§ **TASK OBJECTIVE**:
The number of lines holding "Where" is all you should give; count them in the records below.

§ **DATA PROVIDED**:
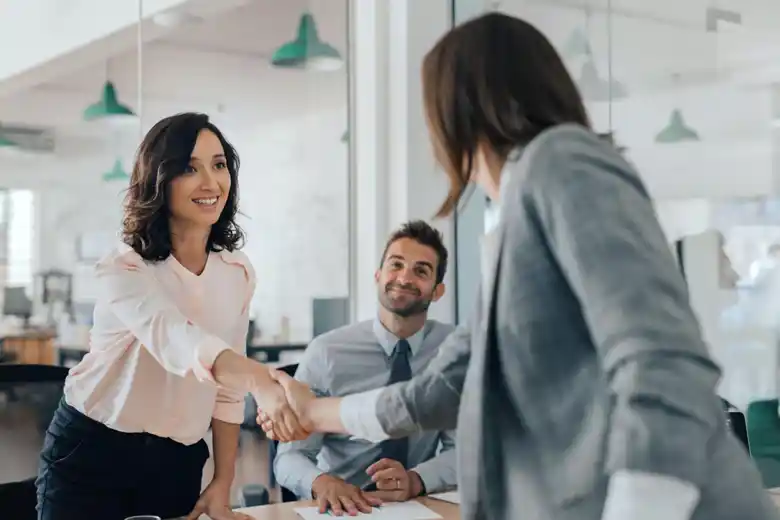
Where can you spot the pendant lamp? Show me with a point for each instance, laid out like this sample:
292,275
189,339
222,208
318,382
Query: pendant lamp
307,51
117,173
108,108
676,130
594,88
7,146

...

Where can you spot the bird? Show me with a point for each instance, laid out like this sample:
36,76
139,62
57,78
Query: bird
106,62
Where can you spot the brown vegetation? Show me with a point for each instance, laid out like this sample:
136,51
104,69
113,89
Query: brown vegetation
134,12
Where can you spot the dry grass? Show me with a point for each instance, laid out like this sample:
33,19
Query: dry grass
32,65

§ **RESULT OF THIS TASK**:
4